# Prompt
Please continue the forum thread about bathing and de-matting dogs from the point where it stops, writing in the same casual voice.

# Page text
★ ★ ★ ★

I can NEVER go more than two weeks with Kodi... mostly I bathe him weekly. He's got so much white, and he's out and about so much... either on walks (and I told you about the sand and salt issue up here) or even just on the floors of training centers. They sweep and vacuum often, so the floors don't LOOK dirty, but you DO have dogs (and people) walking in and out all day with whatever on their feet. Kodi is a dirt magnet.  And in good weather, we're out in the woods and he gets REALLY dirty!

I wish I could say the same about Pixel in terms of matting. She doesn't get big ones, but they are so fine that they slide right through anything but the fine end of a face comb and that's TOO fine. They just get caught in that and hurt. So I have to find them by feel, then sort of separate the rest of the hair away from them a pice as a time until I can SEE the actual knot. Very often, it will be pretty good sized, but only attached by a hair or two. But you can see that the longer it's left there, the worse it would get. The biggest problem is that she's so small that it's hard to work on the knots at all! Sort of like de-matting a long-legged hamster! :laugh:


----------



## Karen Collins (Mar 21, 2013)

★ ★ ★ ★

# Supplied records

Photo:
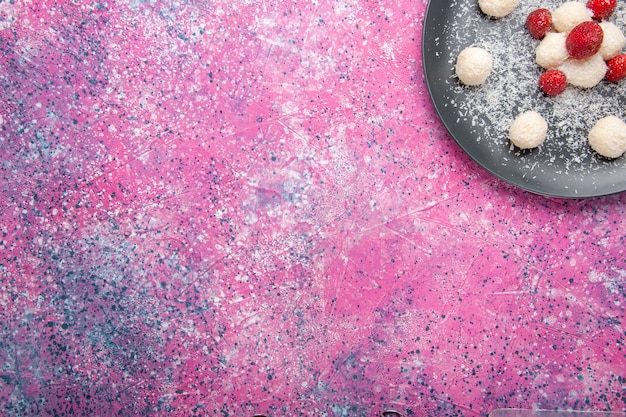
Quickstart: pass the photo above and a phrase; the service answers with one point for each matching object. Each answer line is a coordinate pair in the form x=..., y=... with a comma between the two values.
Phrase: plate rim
x=518, y=183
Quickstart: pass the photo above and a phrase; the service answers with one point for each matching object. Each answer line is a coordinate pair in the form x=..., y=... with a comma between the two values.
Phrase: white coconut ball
x=584, y=73
x=497, y=8
x=608, y=137
x=570, y=14
x=473, y=65
x=613, y=41
x=528, y=130
x=551, y=51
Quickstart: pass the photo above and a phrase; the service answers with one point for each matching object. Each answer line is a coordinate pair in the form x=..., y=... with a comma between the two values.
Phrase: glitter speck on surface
x=229, y=208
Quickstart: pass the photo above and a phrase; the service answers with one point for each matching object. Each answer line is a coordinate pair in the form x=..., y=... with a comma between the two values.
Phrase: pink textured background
x=221, y=208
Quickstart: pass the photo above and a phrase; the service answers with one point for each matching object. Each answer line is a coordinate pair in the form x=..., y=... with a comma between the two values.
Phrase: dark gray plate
x=449, y=26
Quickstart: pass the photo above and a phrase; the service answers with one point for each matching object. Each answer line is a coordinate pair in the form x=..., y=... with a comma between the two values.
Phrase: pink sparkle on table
x=228, y=208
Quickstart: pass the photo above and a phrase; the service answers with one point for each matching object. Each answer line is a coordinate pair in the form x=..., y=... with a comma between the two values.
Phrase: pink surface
x=222, y=208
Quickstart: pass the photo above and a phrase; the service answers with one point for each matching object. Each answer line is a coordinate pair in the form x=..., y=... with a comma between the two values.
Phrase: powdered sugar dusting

★ ★ ★ ★

# Right answer
krandall said:


> I can NEVER go more than two weeks with Kodi... mostly I bathe him weekly. He's got so much white, and he's out and about so much... either on walks (and I told you about the sand and salt issue up here) or even just on the floors of training centers. They sweep and vacuum often, so the floors don't LOOK dirty, but you DO have dogs (and people) walking in and out all day with whatever on their feet. Kodi is a dirt magnet.  And in good weather, we're out in the woods and he gets REALLY dirty!


True! You do a lot more with your guys than I do. I remember showing Dottie on the concrete floors. Her feet would wick the dust and turn instant gray.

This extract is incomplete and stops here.